Only the lines from the one containing "Where can the main" to the end of the entries should be written out, each exactly as it stands, both ends included.

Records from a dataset
_ _ _ _ _
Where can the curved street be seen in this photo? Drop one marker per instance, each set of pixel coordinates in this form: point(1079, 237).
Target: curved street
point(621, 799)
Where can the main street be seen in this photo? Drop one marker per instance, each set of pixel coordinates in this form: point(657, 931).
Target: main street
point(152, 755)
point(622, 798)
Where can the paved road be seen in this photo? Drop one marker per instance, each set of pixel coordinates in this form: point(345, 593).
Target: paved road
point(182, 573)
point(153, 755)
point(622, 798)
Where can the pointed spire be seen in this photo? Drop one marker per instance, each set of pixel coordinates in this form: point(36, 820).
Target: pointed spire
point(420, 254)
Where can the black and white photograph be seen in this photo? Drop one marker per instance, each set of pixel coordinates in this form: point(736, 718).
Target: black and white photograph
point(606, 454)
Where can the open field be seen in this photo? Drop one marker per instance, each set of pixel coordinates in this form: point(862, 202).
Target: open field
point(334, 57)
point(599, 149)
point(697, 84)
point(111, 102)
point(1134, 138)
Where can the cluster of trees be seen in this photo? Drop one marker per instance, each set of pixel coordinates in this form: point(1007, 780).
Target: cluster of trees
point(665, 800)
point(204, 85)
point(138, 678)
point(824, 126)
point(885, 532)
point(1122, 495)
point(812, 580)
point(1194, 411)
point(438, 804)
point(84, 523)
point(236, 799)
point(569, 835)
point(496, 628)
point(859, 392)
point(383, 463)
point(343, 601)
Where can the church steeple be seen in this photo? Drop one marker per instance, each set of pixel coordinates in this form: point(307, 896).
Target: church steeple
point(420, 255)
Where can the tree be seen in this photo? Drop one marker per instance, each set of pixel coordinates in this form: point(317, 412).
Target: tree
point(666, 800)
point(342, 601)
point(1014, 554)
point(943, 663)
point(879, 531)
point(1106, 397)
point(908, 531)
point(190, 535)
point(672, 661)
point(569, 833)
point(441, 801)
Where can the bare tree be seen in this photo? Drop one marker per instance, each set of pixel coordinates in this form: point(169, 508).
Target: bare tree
_ _ _ _ _
_EXERCISE RESPONSE_.
Where can the main street be seen in this photo? Drop one marker per instance, each set of pixel coordinates in this form: point(657, 931).
Target: main street
point(152, 755)
point(622, 798)
Where can the paved road be seen in this photo? Drop one marker per instance, each set of pixel coordinates in this form: point(345, 593).
Target: paved road
point(182, 573)
point(153, 755)
point(622, 798)
Where can the pointed spire be seen in this photo? Drop one marker per instance, each set of pixel coordinates in this form: point(36, 820).
Target: pointed spire
point(420, 254)
Where can the black and white photograph be seen in this photo? Drop one marker per instance, each set of pixel coordinates in this form: point(736, 718).
Target: black and white photograph
point(606, 454)
Where can the open field be seen in this photo? Drop one marker per instance, each set of pixel coordinates in this form: point(862, 202).
Target: open field
point(334, 57)
point(599, 149)
point(697, 84)
point(111, 102)
point(1134, 138)
Where can the cluster of trees be seen in this photo? Drop one marker per instance, each set of pixel coordinates in this form: point(1007, 780).
Target: cluster of trees
point(665, 800)
point(204, 85)
point(138, 678)
point(824, 126)
point(885, 532)
point(1122, 495)
point(812, 580)
point(1194, 411)
point(438, 804)
point(84, 523)
point(236, 799)
point(569, 835)
point(496, 628)
point(859, 392)
point(383, 463)
point(343, 601)
Where can the church steeple be seen in this photo? Drop one marker per instance, each set of pixel coordinates in this form: point(307, 896).
Target: church steeple
point(420, 255)
Where can the tree be seen in this photo? Drop one marker per instance, each set of pixel coordinates in this form: point(317, 412).
Target: tree
point(666, 800)
point(342, 601)
point(1014, 554)
point(943, 663)
point(879, 531)
point(1106, 397)
point(908, 531)
point(190, 535)
point(672, 661)
point(569, 833)
point(441, 801)
Where can the bare tree be seen in this photo? Drop one marker per instance, each set of pixel coordinates in this form: point(169, 508).
Target: bare tree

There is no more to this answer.